**PASSAGE GIVEN**
# Goal: To awaken my SB-2's with some real power..



## Exocer (Apr 19, 2006)

Hey guys,
My HT/Music setup:
Onkyo Tx Sr 602
4 NHT Sb-2's
Rythmik DirectServo sub

The weakest link is the Onkyo, I love the sound of my speakers but the Onkyo has a hard time powering the NHTs. People tell me Nad and NHT go together well. So i've looked into getting a Nad receiver, like the T743 or T753. But they're very expensive and I am still saving money for other things at the moment...like moving out of my house once I graduate from college. One guy tells me that upon switching from a vintage Denon (year 98' model in the $1200 pricerange) to a panasonic sa xr55, he was able to attain much higher volume levels with less distortion running his SB-3s...The price of those digital amps is just right for my budget.The thing is, Id hate to kick myself in the butt afterwards thinking that maybe I should've waited for the Nad.

What would you guys suggest?

Edit: I posted this in the wrong thread, oops. you guys can delete this.


----------



## Sonnie (Apr 11, 2006)

Exocer said:


> Edit: I posted this in the wrong thread, oops. you guys can delete this.


What thread did you originally post it in? It's fine here.

I don't much about the digital receivers other than I've heard they are nice. Erik should be along soon and can brief you on the NAD and maybe have a suggestion of where you can find a good price on one.


----------



## Exocer (Apr 19, 2006)

I actually originally posted it here, then i read that this is the section for "reviews" and this isn't a review...or at least not until i get my new amp :T Right now its between the Panny xr 57 or a Nad T743. Id be able to get a T743 used for ~$400 which is a **** of a price from an authorized dealer.


----------



## JCD (Apr 20, 2006)

Like all things in audio, there are different opinions on what is the "right" answer.

I'll give you _my _version of the "right" answer:

Most brand name receivers will sound the same in the same price range. 

Therefore, in the same price range, a Denon will sound the same as an Onkyo as a Yamaha as a Pioneer as a NAD as a...etc.

I haven't heard the Panasonic, but I've heard good things about it. Digital amps are supposed offer a good amp for a low cost. There are some downsides when you get to the high end stuff -- something about sampling frequencies not being high enough with today's semiconductors or some such thing.. As I recall, the person who made this point was someone wickedly smart about such things. Also, to put it in persepective, his system was probably in the $30k+ region, so a $250 receiver would never have entered his equipment list.

**WHAT YOU WILL DO**
1 – In the forum thread about powering the NHT speakers, which receiver does Exocer call the weakest link in the setup?
2 – In the listing below, copy out the lines from the one containing "Annotate the windshield" through the end of the listing, both included.

**SUPPLIED ENTRIES**

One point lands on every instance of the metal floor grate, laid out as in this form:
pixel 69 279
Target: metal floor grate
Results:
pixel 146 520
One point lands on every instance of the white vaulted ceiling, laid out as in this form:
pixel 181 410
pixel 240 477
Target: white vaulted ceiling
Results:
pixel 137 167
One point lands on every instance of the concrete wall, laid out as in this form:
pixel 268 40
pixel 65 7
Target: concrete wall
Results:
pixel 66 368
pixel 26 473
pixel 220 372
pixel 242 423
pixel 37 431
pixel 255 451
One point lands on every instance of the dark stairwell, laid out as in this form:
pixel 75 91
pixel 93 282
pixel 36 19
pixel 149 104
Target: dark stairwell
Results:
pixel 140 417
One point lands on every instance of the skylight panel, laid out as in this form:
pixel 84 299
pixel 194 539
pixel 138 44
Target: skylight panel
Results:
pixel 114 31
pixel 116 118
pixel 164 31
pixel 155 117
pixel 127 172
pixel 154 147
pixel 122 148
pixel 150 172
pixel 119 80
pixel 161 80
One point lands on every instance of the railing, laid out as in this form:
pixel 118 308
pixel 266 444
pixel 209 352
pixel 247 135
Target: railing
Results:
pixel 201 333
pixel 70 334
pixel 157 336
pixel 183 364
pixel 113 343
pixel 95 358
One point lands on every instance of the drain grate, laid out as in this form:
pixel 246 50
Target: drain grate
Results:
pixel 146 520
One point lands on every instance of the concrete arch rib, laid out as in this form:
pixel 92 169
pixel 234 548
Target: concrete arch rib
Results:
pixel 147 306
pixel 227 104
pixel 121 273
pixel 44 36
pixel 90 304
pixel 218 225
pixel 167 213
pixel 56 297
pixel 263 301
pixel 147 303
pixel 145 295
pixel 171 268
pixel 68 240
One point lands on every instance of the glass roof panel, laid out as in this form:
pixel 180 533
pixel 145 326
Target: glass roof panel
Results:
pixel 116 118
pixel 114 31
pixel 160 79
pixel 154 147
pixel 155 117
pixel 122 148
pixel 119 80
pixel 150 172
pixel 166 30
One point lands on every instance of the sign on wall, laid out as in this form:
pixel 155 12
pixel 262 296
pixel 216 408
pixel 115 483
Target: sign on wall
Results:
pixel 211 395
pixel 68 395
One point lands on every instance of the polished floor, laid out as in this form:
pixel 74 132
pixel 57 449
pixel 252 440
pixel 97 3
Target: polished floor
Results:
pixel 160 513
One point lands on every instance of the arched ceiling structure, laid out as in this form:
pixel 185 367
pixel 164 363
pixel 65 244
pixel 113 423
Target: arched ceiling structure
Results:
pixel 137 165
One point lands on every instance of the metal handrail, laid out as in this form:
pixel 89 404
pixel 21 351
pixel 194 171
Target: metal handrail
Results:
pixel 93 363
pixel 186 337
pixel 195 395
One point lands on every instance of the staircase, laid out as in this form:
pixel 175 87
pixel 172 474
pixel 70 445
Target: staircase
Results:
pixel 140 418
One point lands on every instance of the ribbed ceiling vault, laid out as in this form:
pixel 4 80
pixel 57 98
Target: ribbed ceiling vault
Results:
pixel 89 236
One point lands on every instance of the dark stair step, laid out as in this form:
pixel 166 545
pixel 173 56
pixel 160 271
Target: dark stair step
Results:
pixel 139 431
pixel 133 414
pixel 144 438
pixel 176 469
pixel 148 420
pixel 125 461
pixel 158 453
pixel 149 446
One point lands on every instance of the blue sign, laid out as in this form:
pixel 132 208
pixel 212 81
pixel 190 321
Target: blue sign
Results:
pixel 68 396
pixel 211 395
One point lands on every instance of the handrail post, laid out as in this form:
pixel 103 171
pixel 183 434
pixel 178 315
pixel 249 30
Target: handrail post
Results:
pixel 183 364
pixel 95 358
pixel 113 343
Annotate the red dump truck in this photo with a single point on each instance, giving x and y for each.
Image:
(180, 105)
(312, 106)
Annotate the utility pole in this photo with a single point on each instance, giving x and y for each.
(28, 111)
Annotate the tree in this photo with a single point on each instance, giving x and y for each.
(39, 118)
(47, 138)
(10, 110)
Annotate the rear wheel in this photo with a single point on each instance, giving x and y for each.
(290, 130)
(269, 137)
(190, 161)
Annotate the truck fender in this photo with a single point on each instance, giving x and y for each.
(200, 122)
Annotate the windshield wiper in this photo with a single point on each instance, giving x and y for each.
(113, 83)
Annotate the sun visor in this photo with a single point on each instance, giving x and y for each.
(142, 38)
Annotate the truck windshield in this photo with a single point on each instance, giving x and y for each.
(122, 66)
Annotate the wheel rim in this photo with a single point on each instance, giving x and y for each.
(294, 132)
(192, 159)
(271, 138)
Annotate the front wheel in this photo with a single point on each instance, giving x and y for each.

**SOLUTION LIST**
1 – The Onkyo Tx Sr 602.

2 –
Annotate the windshield wiper in this photo with a single point on each instance, giving x and y for each.
(113, 83)
Annotate the sun visor in this photo with a single point on each instance, giving x and y for each.
(142, 38)
Annotate the truck windshield in this photo with a single point on each instance, giving x and y for each.
(122, 66)
Annotate the wheel rim in this photo with a single point on each instance, giving x and y for each.
(294, 132)
(192, 159)
(271, 138)
Annotate the front wheel in this photo with a single point on each instance, giving x and y for each.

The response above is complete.